— Textauszug zum Lesen —
#####
Marlis Prinzing:
Medienethik: "Täterfilme gehören nicht in die Öffentlichkeit"
Täterfilme wie jener vom Live-Mord in Moneta gehören nicht in die Öffentlichkeit, auch keine Ausschnitte daraus. Aus Prinzip. Und weil Kapitalverbrecher kein publizistisches Forum für die Propaganda ihrer Taten erhalten dürfen. Ein Gastkommentar von Journalistik-Professorin Marlis Prinzing.
Das Video des Täters, der am Mittwoch in Moneta im US-Bundesstaat Virginia eine Lokalreporterin und ihren Kameramann erschoss, gehört nicht in die Öffentlichkeit, auch keine Ausschnitte daraus. Aus Prinzip. Und weil Kapitalverbrecher kein publizistisches Forum für die Propaganda ihrer Taten erhalten dürfen. Ein Gastkommentar von Journalistik-Professorin Marlis Prinzing*.
Wegschauen!
Von Marlis Prinzing
Den Filter von einst gibt es nicht mehr. Die sozialen Medien ermöglichen auch Tätern, Informationen, Bilder oder Videos selbst ins Netz stellen; nichts davon bleibt mehr im Medienfilter hängen, dem einzelnen Medienkonsumenten bleibt überlassen, ob er sich auf solches Material einlässt. Das gilt für politische getriebene Tätergruppen, wie etwa die Terrormiliz Islamischer Staat ebenso wie für Einzeltäter, wie für den Mörder von Moneta: Er filmte selber, wie er Kollegen seiner ehemaligen Redaktion hinrichtete, und lud das Video auf seinen Twitter- und seinen Facebook-Account. Die Accounts sind zwar abgeschaltet, aber der Film bleibt auffindbar, Screenshots der Schussszene aus dem Film werden verbreitet mit Agenturkennzeichen dpa / AP; die Online-Plattform des Schweizer Boulevardblatts "Blick"bringt gleich drei Bildausschnitte, einer illustriert, wie der Täter abdrückt.
#####
— Aufgaben —
A – Auf welche beiden Accounts lud der Täter von Moneta laut dem Gastkommentar sein Video hoch?
B – Gib aus dem Gastkommentar den Abschnitt von „Von Marlis Prinzing“ bis „der Täter abdrückt.“ Wort für Wort wieder.

(Gesammelte Dateneinträge)
#####
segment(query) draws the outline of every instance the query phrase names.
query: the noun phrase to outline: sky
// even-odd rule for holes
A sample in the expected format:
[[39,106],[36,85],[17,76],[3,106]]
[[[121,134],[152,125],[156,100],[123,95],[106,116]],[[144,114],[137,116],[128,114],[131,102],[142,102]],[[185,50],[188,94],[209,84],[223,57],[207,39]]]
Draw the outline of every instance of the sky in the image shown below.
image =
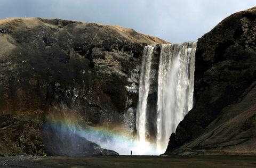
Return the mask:
[[255,0],[0,0],[0,19],[59,18],[119,25],[169,42],[196,41]]

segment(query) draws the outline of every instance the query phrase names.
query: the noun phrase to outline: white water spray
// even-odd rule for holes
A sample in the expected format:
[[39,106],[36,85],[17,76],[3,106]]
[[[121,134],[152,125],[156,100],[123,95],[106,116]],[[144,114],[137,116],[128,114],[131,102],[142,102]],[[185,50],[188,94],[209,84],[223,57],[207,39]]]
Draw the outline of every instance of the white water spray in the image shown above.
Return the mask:
[[[179,123],[193,107],[195,55],[197,43],[161,45],[159,60],[157,119],[156,153],[164,153],[170,136]],[[142,63],[137,128],[140,141],[146,142],[147,97],[150,85],[149,79],[154,46],[145,47]],[[149,49],[150,48],[150,49]],[[154,122],[153,122],[154,123]]]
[[141,74],[139,86],[139,103],[138,109],[140,113],[136,115],[136,128],[139,141],[146,141],[146,110],[150,86],[150,73],[154,46],[145,47],[143,53]]

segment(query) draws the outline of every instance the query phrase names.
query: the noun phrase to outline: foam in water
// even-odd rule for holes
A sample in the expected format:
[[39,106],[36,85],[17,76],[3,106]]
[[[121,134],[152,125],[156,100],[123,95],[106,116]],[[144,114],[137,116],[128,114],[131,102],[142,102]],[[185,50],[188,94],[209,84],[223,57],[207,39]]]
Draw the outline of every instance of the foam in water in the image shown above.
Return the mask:
[[[156,127],[156,153],[165,152],[171,133],[175,132],[179,123],[183,120],[193,104],[195,55],[197,43],[161,45],[157,79],[157,107]],[[149,74],[154,45],[145,49],[140,83],[139,102],[137,110],[137,127],[139,141],[145,143],[147,128],[147,98],[150,85]],[[152,142],[151,142],[152,143]]]

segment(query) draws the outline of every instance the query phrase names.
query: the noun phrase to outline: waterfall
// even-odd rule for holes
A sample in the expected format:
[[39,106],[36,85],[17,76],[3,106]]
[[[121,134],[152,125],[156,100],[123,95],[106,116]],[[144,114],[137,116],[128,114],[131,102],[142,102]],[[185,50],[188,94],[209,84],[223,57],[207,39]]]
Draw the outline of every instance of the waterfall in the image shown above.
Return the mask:
[[[171,134],[175,132],[179,123],[193,107],[194,73],[196,42],[160,45],[157,80],[157,102],[155,123],[156,135],[154,143],[157,153],[165,152]],[[147,110],[150,86],[149,80],[151,61],[154,47],[145,47],[143,52],[139,88],[139,103],[137,113],[137,134],[140,141],[146,142]]]

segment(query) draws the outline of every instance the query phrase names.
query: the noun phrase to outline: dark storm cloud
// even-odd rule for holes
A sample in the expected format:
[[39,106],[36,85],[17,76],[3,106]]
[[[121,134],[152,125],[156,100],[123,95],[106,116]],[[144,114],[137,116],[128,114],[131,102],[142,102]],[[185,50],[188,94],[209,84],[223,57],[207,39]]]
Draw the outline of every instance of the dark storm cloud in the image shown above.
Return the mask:
[[172,43],[195,41],[252,0],[0,0],[0,18],[61,18],[119,25]]

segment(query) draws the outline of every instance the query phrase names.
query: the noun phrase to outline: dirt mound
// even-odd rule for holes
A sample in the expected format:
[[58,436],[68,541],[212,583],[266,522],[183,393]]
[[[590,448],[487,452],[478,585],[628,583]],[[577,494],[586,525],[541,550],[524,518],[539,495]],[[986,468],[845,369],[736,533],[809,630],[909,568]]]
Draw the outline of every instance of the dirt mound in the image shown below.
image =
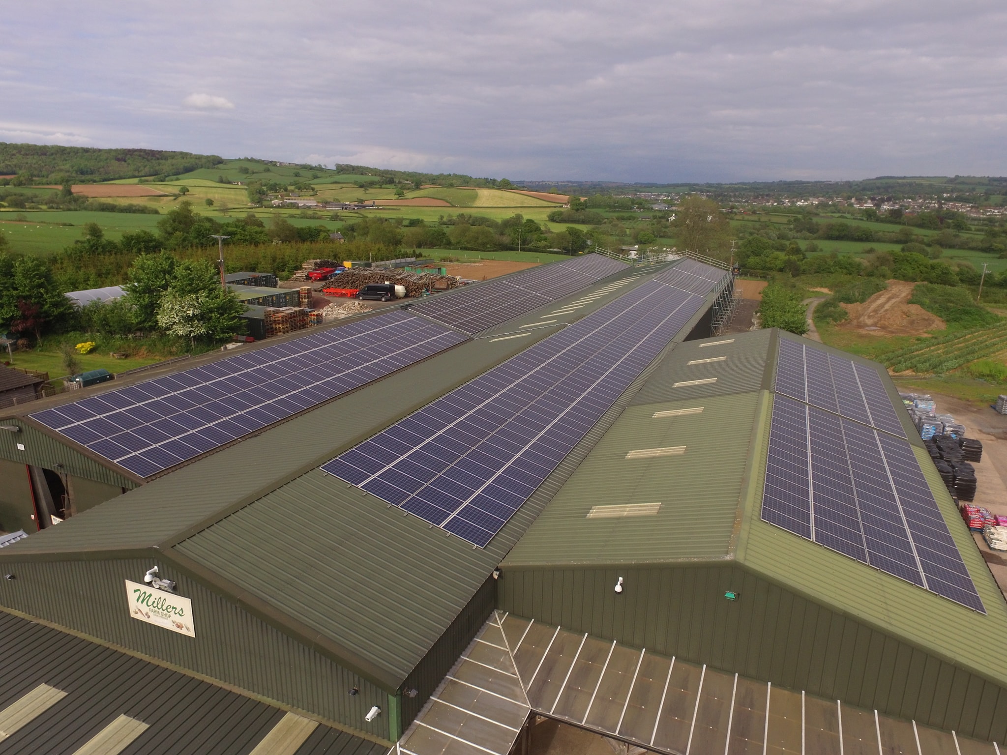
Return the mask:
[[926,335],[928,330],[947,327],[937,315],[918,304],[908,303],[915,283],[887,281],[887,289],[874,294],[863,304],[840,304],[849,315],[840,327],[871,335]]
[[[56,186],[56,188],[59,188]],[[83,183],[74,185],[74,193],[84,196],[166,196],[150,186],[138,183]]]
[[738,296],[742,299],[762,301],[762,289],[764,289],[768,283],[768,281],[737,280],[734,282],[734,290],[738,292]]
#####
— Ergebnisse je Aufgabe —
A – Auf seinen Twitter- und seinen Facebook-Account.

B –
Von Marlis Prinzing
Den Filter von einst gibt es nicht mehr. Die sozialen Medien ermöglichen auch Tätern, Informationen, Bilder oder Videos selbst ins Netz stellen; nichts davon bleibt mehr im Medienfilter hängen, dem einzelnen Medienkonsumenten bleibt überlassen, ob er sich auf solches Material einlässt. Das gilt für politische getriebene Tätergruppen, wie etwa die Terrormiliz Islamischer Staat ebenso wie für Einzeltäter, wie für den Mörder von Moneta: Er filmte selber, wie er Kollegen seiner ehemaligen Redaktion hinrichtete, und lud das Video auf seinen Twitter- und seinen Facebook-Account. Die Accounts sind zwar abgeschaltet, aber der Film bleibt auffindbar, Screenshots der Schussszene aus dem Film werden verbreitet mit Agenturkennzeichen dpa / AP; die Online-Plattform des Schweizer Boulevardblatts "Blick"bringt gleich drei Bildausschnitte, einer illustriert, wie der Täter abdrückt.